But when the pain comes, I think it adds exponentially to our ability to redeem that pain when we understand that it is actually helping us to achieve the full potential of the eternal glory God wants us to have. Presuming we react to it appropriately. Presuming we manage, together with the Psalmist, to get past the grief and the anger and don’t get stuck in fight or flight mode. This is where I think that we really need to understand what Scripture is talking about when we read things like wanting to know the fellowship of sharing in the sufferings of Christ and becoming like him in his death (Phil. 3:10). But that doesn’t mean figuring out some way to crucify ourselves.
So when we suffer, how can we react to that in the ways that Jesus did in order to allow that suffering to do everything God wants to do in our lives through it, not only now but in eternity? As I have reflected on how these things have worked in my own life, it seems as if the opportunity which pain represents has basically fallen into two main camps. The first is that when the things of this world fall apart or get taken from me, it helps me in the process of “dying” to those things. As the psalmist said, “Whom have I in heaven but you, and earth has nothing I desire besides you.” We seem to require regular reminders that compared to what we have coming, what this world has to offer doesn’t add up to much.

Stored dataset rows
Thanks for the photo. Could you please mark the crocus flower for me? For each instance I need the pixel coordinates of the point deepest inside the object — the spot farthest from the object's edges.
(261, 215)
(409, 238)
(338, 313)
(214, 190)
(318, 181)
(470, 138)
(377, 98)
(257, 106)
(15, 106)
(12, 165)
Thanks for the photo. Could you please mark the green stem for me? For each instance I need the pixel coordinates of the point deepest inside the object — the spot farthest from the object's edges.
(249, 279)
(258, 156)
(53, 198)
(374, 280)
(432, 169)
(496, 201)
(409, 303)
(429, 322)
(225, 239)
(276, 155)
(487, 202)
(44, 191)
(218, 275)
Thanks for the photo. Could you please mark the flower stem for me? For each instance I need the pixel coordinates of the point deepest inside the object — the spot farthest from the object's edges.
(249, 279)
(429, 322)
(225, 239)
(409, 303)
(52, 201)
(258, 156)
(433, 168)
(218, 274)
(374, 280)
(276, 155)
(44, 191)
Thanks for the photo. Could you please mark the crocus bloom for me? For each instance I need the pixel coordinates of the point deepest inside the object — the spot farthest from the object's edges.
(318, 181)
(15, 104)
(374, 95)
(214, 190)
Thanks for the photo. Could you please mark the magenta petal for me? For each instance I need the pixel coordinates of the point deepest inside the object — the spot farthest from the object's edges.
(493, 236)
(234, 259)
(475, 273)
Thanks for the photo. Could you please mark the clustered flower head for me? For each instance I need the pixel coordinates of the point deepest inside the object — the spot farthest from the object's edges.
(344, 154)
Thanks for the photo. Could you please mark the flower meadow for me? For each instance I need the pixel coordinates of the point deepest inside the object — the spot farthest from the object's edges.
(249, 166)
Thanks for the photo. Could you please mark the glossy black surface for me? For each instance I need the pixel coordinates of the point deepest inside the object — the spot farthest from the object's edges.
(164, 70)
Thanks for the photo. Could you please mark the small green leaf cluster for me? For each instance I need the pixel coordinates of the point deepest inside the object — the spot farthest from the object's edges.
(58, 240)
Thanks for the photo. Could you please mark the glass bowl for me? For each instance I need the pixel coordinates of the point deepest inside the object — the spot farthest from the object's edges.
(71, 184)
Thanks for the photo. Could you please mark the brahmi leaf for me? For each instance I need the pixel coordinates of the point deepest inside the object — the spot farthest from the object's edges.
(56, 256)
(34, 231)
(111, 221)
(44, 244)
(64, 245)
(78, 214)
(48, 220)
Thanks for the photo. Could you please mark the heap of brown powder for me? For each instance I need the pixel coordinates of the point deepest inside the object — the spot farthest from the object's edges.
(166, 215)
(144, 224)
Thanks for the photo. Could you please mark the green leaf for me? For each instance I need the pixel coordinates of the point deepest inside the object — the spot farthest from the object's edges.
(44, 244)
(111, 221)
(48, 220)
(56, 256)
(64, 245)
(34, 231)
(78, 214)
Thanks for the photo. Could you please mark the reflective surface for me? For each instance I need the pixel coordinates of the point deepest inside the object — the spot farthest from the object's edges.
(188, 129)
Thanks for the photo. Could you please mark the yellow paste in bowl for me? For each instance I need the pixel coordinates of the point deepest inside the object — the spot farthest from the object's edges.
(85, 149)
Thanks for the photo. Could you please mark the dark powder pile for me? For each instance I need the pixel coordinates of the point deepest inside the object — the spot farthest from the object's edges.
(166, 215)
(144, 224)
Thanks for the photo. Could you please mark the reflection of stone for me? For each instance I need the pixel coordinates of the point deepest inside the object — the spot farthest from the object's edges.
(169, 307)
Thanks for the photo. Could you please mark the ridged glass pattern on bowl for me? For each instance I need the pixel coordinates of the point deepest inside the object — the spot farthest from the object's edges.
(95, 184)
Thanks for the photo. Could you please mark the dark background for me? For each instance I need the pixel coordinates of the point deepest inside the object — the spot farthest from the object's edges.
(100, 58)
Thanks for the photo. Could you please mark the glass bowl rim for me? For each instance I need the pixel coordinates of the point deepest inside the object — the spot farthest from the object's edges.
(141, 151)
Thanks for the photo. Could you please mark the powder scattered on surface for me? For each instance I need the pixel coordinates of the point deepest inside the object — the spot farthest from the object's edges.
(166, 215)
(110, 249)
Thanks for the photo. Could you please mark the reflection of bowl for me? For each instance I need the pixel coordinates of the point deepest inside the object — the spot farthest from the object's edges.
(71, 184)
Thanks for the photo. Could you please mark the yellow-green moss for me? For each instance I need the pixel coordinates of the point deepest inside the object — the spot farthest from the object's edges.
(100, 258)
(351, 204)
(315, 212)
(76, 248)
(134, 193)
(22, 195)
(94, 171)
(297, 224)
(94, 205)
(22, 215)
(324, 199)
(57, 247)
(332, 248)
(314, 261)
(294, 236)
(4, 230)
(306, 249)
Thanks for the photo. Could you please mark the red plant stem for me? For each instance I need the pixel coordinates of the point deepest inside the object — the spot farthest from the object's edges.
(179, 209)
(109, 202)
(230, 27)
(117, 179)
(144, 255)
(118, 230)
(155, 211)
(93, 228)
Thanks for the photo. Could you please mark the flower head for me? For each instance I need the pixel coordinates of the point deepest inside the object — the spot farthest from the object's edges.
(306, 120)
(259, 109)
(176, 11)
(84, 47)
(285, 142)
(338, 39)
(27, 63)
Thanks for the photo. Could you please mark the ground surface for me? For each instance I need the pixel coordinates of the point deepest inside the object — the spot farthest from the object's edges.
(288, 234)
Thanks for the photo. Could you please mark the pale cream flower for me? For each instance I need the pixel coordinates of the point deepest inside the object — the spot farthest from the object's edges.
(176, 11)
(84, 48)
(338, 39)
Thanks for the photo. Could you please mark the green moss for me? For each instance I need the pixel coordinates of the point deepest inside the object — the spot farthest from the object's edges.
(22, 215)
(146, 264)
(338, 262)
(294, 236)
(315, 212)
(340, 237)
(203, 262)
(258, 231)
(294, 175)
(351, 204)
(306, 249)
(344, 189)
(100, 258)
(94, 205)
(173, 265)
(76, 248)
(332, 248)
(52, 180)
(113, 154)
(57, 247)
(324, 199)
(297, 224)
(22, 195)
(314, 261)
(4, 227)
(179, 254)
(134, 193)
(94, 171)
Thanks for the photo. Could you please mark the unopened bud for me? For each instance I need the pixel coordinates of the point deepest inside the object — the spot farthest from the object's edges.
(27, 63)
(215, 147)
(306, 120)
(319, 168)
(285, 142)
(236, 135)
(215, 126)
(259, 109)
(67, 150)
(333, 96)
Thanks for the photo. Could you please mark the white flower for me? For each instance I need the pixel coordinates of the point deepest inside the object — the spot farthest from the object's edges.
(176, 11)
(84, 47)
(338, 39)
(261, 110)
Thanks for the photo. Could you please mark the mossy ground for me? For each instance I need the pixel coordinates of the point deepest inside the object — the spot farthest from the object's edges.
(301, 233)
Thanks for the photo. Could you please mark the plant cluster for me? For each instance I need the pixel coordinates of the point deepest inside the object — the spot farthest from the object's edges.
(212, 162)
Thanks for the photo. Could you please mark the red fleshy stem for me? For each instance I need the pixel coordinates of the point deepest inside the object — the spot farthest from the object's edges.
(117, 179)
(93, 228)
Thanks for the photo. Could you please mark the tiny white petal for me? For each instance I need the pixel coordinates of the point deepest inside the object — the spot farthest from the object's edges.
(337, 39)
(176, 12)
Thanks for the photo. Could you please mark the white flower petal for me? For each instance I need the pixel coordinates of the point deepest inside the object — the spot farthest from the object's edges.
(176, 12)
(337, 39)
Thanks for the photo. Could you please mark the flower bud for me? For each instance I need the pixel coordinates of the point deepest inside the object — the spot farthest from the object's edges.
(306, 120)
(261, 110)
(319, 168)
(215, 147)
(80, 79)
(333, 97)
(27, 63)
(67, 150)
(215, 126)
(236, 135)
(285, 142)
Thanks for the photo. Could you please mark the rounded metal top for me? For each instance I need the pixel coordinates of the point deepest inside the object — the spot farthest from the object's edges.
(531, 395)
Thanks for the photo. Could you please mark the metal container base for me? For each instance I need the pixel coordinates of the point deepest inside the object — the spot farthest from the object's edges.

[EXERCISE TASK 1] Summarize the reflection on suffering in two sentences.
[EXERCISE TASK 2] Reproduce part of the reflection on suffering word for word: begin at the words "But when the" and stop after "to crucify ourselves.".
Please rely on the reflection on suffering alone, not on the rows.

[EXERCISE RESPONSE 1] The reflection holds that our ability to redeem pain grows when we understand it as helping us reach the full potential of the eternal glory God wants us to have, provided we react appropriately and get past grief and anger. It asks how we can react to suffering as Jesus did and sorts the opportunity pain represents into two camps, the first being that losing the things of this world helps us "die" to them and reminds us how little they amount to compared with what we have coming.

[EXERCISE RESPONSE 2]
But when the pain comes, I think it adds exponentially to our ability to redeem that pain when we understand that it is actually helping us to achieve the full potential of the eternal glory God wants us to have. Presuming we react to it appropriately. Presuming we manage, together with the Psalmist, to get past the grief and the anger and don’t get stuck in fight or flight mode. This is where I think that we really need to understand what Scripture is talking about when we read things like wanting to know the fellowship of sharing in the sufferings of Christ and becoming like him in his death (Phil. 3:10). But that doesn’t mean figuring out some way to crucify ourselves.